__EXERCISE DESCRIPTION__:
Pull out every line of the records below that contains the string "table", and copy each one unchanged.

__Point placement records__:
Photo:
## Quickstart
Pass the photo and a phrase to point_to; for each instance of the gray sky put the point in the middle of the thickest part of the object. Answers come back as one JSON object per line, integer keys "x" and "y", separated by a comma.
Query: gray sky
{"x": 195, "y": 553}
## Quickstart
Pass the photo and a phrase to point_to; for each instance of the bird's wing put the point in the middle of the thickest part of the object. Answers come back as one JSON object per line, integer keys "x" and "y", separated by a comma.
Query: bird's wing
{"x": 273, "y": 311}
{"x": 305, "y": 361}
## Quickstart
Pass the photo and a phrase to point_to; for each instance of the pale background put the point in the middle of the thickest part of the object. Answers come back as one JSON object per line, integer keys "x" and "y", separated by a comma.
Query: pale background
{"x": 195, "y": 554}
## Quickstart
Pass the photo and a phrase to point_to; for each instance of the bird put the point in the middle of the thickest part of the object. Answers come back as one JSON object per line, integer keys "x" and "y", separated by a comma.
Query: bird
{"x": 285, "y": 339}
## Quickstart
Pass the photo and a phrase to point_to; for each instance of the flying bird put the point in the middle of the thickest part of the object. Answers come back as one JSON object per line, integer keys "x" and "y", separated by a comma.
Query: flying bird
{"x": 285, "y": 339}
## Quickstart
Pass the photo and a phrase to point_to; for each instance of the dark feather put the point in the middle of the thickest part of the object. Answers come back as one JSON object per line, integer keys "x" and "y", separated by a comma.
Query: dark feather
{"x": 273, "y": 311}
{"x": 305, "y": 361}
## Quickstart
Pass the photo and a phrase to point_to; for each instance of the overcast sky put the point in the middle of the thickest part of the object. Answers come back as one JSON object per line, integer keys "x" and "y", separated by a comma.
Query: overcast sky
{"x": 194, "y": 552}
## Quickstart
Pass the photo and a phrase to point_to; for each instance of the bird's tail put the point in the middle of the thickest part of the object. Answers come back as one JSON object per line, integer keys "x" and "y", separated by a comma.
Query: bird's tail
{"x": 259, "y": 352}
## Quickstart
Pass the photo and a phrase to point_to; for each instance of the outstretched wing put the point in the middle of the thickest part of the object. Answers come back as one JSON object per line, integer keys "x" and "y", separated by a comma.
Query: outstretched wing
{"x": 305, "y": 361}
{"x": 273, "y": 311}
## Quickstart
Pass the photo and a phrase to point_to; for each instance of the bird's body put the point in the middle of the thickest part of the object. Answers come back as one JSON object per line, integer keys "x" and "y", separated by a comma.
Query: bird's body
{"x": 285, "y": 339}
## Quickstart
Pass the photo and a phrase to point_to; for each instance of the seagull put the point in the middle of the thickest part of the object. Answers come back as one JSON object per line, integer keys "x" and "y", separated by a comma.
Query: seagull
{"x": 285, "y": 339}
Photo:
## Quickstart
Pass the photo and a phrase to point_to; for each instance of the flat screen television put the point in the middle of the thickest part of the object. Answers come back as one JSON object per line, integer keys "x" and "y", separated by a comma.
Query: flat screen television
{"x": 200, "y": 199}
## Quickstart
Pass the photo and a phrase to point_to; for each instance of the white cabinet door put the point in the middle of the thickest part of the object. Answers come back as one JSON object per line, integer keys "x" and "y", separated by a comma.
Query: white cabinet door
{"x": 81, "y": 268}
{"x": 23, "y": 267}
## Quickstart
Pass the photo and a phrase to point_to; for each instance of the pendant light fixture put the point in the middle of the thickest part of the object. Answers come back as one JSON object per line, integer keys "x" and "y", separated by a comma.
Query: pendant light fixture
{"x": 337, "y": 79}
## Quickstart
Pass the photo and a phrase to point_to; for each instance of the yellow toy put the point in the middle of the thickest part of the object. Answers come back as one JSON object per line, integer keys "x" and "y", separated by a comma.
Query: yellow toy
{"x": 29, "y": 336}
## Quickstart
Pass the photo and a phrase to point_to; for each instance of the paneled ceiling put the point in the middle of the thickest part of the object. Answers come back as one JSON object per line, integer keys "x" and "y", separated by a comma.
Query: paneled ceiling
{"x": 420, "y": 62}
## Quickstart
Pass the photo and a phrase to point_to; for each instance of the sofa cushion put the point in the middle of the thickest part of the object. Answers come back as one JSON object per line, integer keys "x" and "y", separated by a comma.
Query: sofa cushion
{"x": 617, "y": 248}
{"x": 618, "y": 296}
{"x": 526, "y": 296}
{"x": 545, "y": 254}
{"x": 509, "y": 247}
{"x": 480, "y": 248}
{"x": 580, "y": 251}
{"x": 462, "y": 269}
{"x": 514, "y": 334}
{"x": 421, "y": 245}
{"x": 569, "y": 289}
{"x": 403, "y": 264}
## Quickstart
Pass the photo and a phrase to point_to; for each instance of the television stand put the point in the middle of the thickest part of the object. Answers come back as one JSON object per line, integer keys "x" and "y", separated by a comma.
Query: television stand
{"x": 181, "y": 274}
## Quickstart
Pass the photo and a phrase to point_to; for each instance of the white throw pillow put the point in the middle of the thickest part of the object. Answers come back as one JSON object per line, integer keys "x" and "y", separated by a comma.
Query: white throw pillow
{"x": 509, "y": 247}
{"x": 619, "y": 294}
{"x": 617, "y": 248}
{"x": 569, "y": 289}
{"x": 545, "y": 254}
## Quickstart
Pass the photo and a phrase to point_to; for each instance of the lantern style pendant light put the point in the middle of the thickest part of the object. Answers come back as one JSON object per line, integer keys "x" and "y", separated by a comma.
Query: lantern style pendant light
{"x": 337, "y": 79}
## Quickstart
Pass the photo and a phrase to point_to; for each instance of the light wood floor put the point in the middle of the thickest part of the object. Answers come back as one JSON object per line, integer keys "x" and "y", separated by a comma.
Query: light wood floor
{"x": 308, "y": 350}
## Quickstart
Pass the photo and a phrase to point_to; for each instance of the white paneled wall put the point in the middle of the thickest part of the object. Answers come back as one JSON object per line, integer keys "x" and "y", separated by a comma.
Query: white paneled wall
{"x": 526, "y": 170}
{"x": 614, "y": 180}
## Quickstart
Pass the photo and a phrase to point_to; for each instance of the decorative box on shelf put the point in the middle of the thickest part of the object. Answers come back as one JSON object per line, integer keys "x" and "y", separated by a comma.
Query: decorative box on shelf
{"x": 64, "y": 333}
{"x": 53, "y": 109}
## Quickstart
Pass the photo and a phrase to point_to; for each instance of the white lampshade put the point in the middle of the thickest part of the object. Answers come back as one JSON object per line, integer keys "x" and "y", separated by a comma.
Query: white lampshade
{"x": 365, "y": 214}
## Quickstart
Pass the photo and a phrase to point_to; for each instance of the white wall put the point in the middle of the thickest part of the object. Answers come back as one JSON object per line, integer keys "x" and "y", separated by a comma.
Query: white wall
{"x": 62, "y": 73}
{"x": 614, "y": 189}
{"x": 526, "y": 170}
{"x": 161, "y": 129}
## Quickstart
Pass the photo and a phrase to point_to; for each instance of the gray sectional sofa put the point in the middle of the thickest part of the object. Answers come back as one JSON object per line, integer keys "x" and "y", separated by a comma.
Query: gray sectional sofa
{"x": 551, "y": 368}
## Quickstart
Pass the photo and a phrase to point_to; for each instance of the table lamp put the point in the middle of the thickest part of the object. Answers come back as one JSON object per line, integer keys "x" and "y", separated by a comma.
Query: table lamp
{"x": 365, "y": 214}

__WRITTEN REPLY__:
Pass the photo and a phrase to point_to; for each instance of the table lamp put the point in the middle of the thickest part of the object. Answers come back as one JSON object per line, integer keys "x" and "y", separated by a comma.
Query: table lamp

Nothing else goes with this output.